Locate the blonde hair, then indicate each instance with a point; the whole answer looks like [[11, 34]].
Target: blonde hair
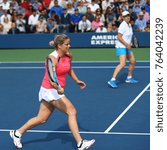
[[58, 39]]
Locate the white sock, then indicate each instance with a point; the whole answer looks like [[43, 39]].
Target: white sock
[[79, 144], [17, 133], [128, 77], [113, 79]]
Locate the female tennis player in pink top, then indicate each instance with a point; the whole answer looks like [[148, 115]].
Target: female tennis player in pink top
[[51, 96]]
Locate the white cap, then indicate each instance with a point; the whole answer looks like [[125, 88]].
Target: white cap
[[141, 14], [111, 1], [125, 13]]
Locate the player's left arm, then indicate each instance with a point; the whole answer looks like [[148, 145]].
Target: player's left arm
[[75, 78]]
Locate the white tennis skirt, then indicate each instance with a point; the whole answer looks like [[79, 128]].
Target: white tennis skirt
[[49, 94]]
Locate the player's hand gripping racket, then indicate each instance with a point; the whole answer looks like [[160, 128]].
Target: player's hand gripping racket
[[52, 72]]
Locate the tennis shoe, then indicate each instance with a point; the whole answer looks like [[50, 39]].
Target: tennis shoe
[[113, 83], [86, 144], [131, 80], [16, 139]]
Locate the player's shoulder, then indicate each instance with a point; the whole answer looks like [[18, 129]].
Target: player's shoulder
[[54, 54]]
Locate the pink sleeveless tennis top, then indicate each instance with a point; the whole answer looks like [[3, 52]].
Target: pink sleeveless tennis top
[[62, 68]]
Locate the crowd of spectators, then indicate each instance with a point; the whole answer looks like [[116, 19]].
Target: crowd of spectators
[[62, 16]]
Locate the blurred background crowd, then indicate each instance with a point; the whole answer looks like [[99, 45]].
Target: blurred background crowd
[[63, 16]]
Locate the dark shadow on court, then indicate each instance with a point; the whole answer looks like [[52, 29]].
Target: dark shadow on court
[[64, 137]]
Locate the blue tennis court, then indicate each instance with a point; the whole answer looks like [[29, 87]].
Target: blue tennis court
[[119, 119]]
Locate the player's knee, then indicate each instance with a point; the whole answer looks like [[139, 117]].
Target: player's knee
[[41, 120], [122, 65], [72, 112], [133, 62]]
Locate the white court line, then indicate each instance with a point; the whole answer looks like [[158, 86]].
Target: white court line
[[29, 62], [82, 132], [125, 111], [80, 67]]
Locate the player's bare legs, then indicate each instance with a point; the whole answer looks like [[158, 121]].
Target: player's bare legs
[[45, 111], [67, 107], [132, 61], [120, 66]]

•••••

* _TASK STATEMENT_
Word for word, quote the full listing, omitting every picture.

* _SOLUTION TO THIS EXERCISE_
Locate the blonde hair, then indicate each instance with a point; the whole answer looks like [[11, 34]].
Target: blonde hair
[[58, 39]]
Locate the white sock, then indicate each instance with a point; the whole answer looks like [[43, 39]].
Target: white sock
[[79, 144], [17, 133], [128, 77], [113, 79]]
Locate the female tennis player in pink top, then indicate each instance with a point; the whole answer looks like [[148, 115]].
Target: female tennis player in pink top
[[51, 96]]
Locate the white cap, then indicate each instance with a point; the whole answer looks like [[125, 88]].
Target: white cap
[[141, 14], [111, 1], [125, 13]]
Locate the player's left arm, then indicate each instance with a point; the whole answer looks like [[148, 145]].
Target: player's left arm
[[75, 78]]
Locate the white tennis skirt, then indicate each instance with a point; the whole answer looks like [[79, 128]].
Target: white tennis skirt
[[49, 94]]
Locate the player's hand gripping racket, then indicate each instance with a point; the whole answer looks like [[160, 128]].
Target: player's hand gripping racket
[[52, 72]]
Locate the tennis shoe, then indicate each instance with a point; the whole answer looks like [[50, 39]].
Target: tennis shoe
[[113, 83], [86, 144], [131, 80], [16, 139]]
Locate the player's shoulder, then indicate each instance with a point; the whole answer looks like [[18, 129]].
Target: player's shoulder
[[54, 54]]
Locate the pink sleeveless tennis top, then indicate each instance with a point; the whole answer looks like [[3, 52]].
Target: pink sleeveless tennis top
[[62, 68]]
Locate the crowd of spectators, then indicate each instance with a point; the whole answer looks like [[116, 19]].
Target: crowd of spectators
[[62, 16]]
Locate the blurred background crowd, then indicate each instance with a point; the whole answer looks like [[99, 45]].
Target: blurred background crowd
[[63, 16]]
Locate the dark shadow on court, then indicate each instance with a point; the whole answer looks like [[52, 29]].
Target: dark shadow on court
[[64, 137]]
Locate the blue tennis court, then indicate each instance with a point; the whole answer looks like [[29, 87]].
Target: blue tennis court
[[119, 119]]
Locate the player's knee, then indicate each instance with a point; the whole answer looks like [[139, 117]].
Target: player's knee
[[41, 120], [122, 65], [72, 112], [133, 62]]
Locate the white court line, then indicate each instance with a point; the whole answer looks like [[158, 86]].
Target: white court line
[[29, 62], [82, 132], [125, 111], [80, 67]]
Locate the player's bare legs, then indicate each instance with a point; the whole answer looks like [[158, 121]].
Target: player's bare legs
[[45, 111], [67, 107], [132, 61], [120, 66]]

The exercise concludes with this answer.